• _PROBLEM_
Return the records exactly, keeping every line as it is.

• _DATA FOR THIS EXERCISE_
* * * *

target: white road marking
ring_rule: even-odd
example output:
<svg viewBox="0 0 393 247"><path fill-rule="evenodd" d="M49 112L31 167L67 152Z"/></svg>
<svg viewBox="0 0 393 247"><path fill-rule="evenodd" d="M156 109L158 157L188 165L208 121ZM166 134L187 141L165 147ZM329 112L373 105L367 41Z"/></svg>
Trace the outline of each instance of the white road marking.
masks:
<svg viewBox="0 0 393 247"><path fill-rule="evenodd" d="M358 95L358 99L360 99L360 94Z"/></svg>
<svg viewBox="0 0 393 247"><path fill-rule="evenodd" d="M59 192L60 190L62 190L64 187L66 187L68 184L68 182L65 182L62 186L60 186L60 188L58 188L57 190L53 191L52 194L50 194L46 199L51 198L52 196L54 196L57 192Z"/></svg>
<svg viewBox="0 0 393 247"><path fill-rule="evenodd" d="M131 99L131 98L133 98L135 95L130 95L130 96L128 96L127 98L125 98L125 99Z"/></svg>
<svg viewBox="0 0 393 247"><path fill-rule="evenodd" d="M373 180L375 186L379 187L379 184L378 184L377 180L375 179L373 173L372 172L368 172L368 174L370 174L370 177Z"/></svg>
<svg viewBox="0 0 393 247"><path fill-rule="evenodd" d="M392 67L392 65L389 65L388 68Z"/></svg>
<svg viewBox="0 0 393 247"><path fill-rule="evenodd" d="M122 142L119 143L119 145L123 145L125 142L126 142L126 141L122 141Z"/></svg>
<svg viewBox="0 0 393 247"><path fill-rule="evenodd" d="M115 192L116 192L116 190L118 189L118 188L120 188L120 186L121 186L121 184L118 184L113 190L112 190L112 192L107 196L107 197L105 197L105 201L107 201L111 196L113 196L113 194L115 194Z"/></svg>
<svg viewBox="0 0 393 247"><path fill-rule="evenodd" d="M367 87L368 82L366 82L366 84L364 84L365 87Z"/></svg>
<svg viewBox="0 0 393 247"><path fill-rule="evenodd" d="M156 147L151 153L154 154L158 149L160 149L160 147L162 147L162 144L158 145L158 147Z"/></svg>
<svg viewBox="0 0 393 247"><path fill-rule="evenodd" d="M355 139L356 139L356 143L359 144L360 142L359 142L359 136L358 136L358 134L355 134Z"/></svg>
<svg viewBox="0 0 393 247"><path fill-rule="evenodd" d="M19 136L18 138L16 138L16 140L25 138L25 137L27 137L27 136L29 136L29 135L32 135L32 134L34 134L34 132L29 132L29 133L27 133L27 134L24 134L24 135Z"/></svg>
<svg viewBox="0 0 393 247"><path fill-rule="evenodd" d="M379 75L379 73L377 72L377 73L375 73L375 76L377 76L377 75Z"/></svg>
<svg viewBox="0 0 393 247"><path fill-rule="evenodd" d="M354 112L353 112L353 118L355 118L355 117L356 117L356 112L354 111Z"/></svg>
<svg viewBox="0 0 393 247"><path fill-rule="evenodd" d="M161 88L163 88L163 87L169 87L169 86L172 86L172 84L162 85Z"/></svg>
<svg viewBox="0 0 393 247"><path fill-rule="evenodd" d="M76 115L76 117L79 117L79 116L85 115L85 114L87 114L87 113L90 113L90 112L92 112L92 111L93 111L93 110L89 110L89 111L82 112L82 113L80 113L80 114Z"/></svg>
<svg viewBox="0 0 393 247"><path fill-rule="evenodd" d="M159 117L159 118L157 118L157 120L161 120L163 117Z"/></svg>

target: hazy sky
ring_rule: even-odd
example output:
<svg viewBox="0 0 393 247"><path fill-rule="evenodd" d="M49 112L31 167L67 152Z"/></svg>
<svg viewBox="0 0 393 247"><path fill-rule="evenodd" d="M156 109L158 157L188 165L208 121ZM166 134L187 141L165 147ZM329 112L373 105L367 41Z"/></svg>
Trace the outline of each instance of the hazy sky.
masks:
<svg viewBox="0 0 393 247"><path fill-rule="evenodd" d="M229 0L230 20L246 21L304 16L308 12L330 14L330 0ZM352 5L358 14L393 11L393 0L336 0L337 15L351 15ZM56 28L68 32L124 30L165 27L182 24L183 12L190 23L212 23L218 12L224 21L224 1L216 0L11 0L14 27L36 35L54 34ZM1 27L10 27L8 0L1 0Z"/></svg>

* * * *

• _WRITTEN RESPONSE_
target: white road marking
ring_rule: even-odd
example output:
<svg viewBox="0 0 393 247"><path fill-rule="evenodd" d="M49 112L31 167L67 152Z"/></svg>
<svg viewBox="0 0 393 247"><path fill-rule="evenodd" d="M156 109L158 157L188 165L208 121ZM166 134L187 141L165 147ZM329 112L373 105L367 41Z"/></svg>
Trace the outline of each instance of the white road marking.
masks:
<svg viewBox="0 0 393 247"><path fill-rule="evenodd" d="M358 95L358 99L360 99L360 94Z"/></svg>
<svg viewBox="0 0 393 247"><path fill-rule="evenodd" d="M59 192L60 190L62 190L64 187L66 187L68 184L68 182L65 182L62 186L60 186L60 188L58 188L57 190L53 191L52 194L50 194L46 199L51 198L52 196L54 196L57 192Z"/></svg>
<svg viewBox="0 0 393 247"><path fill-rule="evenodd" d="M131 99L131 98L133 98L135 95L130 95L130 96L128 96L127 98L125 98L125 99Z"/></svg>
<svg viewBox="0 0 393 247"><path fill-rule="evenodd" d="M373 180L375 186L379 187L379 184L378 184L377 180L375 179L373 173L372 172L368 172L368 174L370 174L370 177Z"/></svg>
<svg viewBox="0 0 393 247"><path fill-rule="evenodd" d="M392 67L392 65L389 65L388 68Z"/></svg>
<svg viewBox="0 0 393 247"><path fill-rule="evenodd" d="M122 142L119 143L119 145L123 145L125 142L126 142L126 141L122 141Z"/></svg>
<svg viewBox="0 0 393 247"><path fill-rule="evenodd" d="M115 192L116 192L116 190L118 189L118 188L120 188L120 186L121 186L121 184L118 184L113 190L112 190L112 192L107 196L107 197L105 197L105 201L107 201L111 196L113 196L113 194L115 194Z"/></svg>
<svg viewBox="0 0 393 247"><path fill-rule="evenodd" d="M367 87L368 82L366 82L366 84L364 84L365 87Z"/></svg>
<svg viewBox="0 0 393 247"><path fill-rule="evenodd" d="M156 147L151 153L154 154L158 149L160 149L160 147L162 147L162 144L158 145L158 147Z"/></svg>
<svg viewBox="0 0 393 247"><path fill-rule="evenodd" d="M355 139L356 139L356 143L359 144L360 142L359 142L359 136L358 136L358 134L355 134Z"/></svg>
<svg viewBox="0 0 393 247"><path fill-rule="evenodd" d="M19 136L18 138L16 138L16 140L25 138L25 137L27 137L27 136L29 136L29 135L32 135L32 134L34 134L34 132L29 132L29 133L27 133L27 134L24 134L24 135Z"/></svg>
<svg viewBox="0 0 393 247"><path fill-rule="evenodd" d="M379 75L379 73L377 72L377 73L375 73L375 76L377 76L377 75Z"/></svg>
<svg viewBox="0 0 393 247"><path fill-rule="evenodd" d="M354 112L353 112L353 118L355 118L355 117L356 117L356 112L354 111Z"/></svg>
<svg viewBox="0 0 393 247"><path fill-rule="evenodd" d="M161 88L163 88L163 87L169 87L169 86L172 86L172 84L162 85Z"/></svg>
<svg viewBox="0 0 393 247"><path fill-rule="evenodd" d="M76 115L76 117L79 117L79 116L85 115L85 114L87 114L87 113L90 113L90 112L92 112L92 111L93 111L93 110L89 110L89 111L82 112L82 113L80 113L80 114Z"/></svg>
<svg viewBox="0 0 393 247"><path fill-rule="evenodd" d="M159 117L159 118L157 118L157 120L161 120L163 117Z"/></svg>

target: hazy sky
ring_rule: even-odd
example output:
<svg viewBox="0 0 393 247"><path fill-rule="evenodd" d="M49 112L31 167L67 152Z"/></svg>
<svg viewBox="0 0 393 247"><path fill-rule="evenodd" d="M156 109L158 157L188 165L208 121ZM166 134L187 141L165 147ZM329 112L373 105L367 41Z"/></svg>
Trace the outline of each instance of the hazy sky.
masks:
<svg viewBox="0 0 393 247"><path fill-rule="evenodd" d="M229 0L230 20L246 21L304 16L308 12L330 14L330 0ZM352 5L358 14L393 11L393 0L336 0L337 15L351 15ZM56 28L68 32L124 30L165 27L182 24L183 12L190 23L212 23L218 12L224 21L224 1L216 0L11 0L14 27L36 35L54 34ZM1 27L10 27L8 0L1 0Z"/></svg>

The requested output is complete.